● **Tujuan Latihan**: Dapatkah Anda menuliskan kembali, tanpa mengubah satu kata pun, bagian teks tentang ketakutan memulai bisnis di bawah ini yang dibuka dengan kata-kata berisi "Bagaimana kalau dagangan" dan ditutup dengan "membuka usaha ini?"?

● **Kutipan Pilihan**:
-----

Seperti telah saya kemukakan pada tulisan sebelumnya (Memulai Bisnis Baru) , salah satu penghalang terbesar di dalam memulai bisnis atau usaha baru adalah ketakutan atau kekhawatiran. Ketakutan ini menjadikan seseorang menjadi "kalah sebelum bertanding". Mereka merasa ditakdirkan untuk kalah sehingga tidak punya keyakinan menang. Terlalu banyak ketakutan yang ada dalam pikiran mereka, misalnya:
Bagaimana kalau saya tidak mampu menciptakan produk atau jasa yang diinginkan konsumen?
Bagaimana kalau dagangan saya tidak laku?
Kalau bisnis saya merugi, bagaimana nasib anak dan istri saya?
Dari mana saya mendapatkan modal?
Bagaimana komentar teman-teman kalau saya membuka usaha ini?
Daftar pertanyaan pesimistik ini bisa diperpanjang menjadi ratusan halaman. Intinya bukan terletak pada aspek-aspek teknis yang menjadi isi pertanyaan itu. Intinya terletak pada diri sang calon enterpreneur itu sendiri. Enterpreneur sejati yang bermental pemenang telah menyiapkan jawaban-jawaban bagi mereka sendiri. Sedangkan yang bermental pesimistik biasanya mengharapkan jawaban-jawaban dari orang lain.
Kalau dicermati lebih mendalam, segala ketakutan itu berpusat pada satu hal, yaitu resiko kegagalan. Seringkali kita bersikap sangat konservatif terhadap resiko yang berkaitan dengan uang. Tapi tak jarang diantara kita yang tak segan mengambil resiko yang berkaitan dengan nyawa mereka sendiri. Diantara mereka yang enggan berbisnis karena takut merugi, ada yang punya kebiasaan ngebut di jalanan. Lucu bukan? Takut kehilangan uang karena gagal berbisnis, tetapi tidak takut kehilangan nyawa di jalanan?
Kita bisa menganalisis ketakutan untuk berbisnis itu dari berbagai sudut pandang, terutama psikologi dan budaya. Dari sisi psikologi, pesimisme itu mencerminkan adanya inferiority complex. Mereka merasa inferior, tidak berarti, kecil, miskin, tidak berguna bagi orang lain, dan seterusnya. Masalah di balik inferiority complex yang harus segera diatasi adalah rendahnya kepercayaan diri (self-confidence).

-----

● **Cuplikan Materi**:
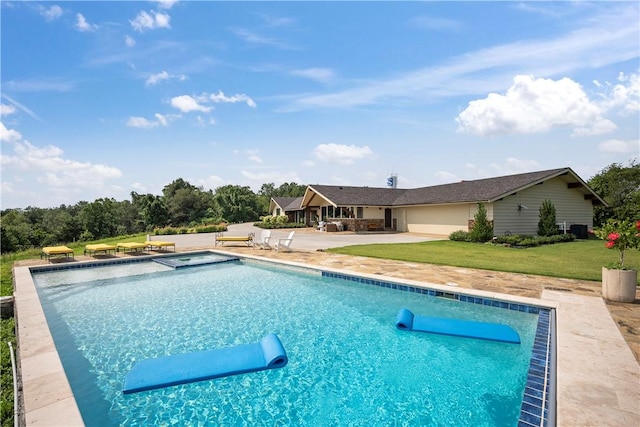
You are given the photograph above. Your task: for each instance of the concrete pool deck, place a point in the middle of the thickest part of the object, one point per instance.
(598, 373)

-----

● **Jawaban Tugas**:
Bagaimana kalau dagangan saya tidak laku?
Kalau bisnis saya merugi, bagaimana nasib anak dan istri saya?
Dari mana saya mendapatkan modal?
Bagaimana komentar teman-teman kalau saya membuka usaha ini?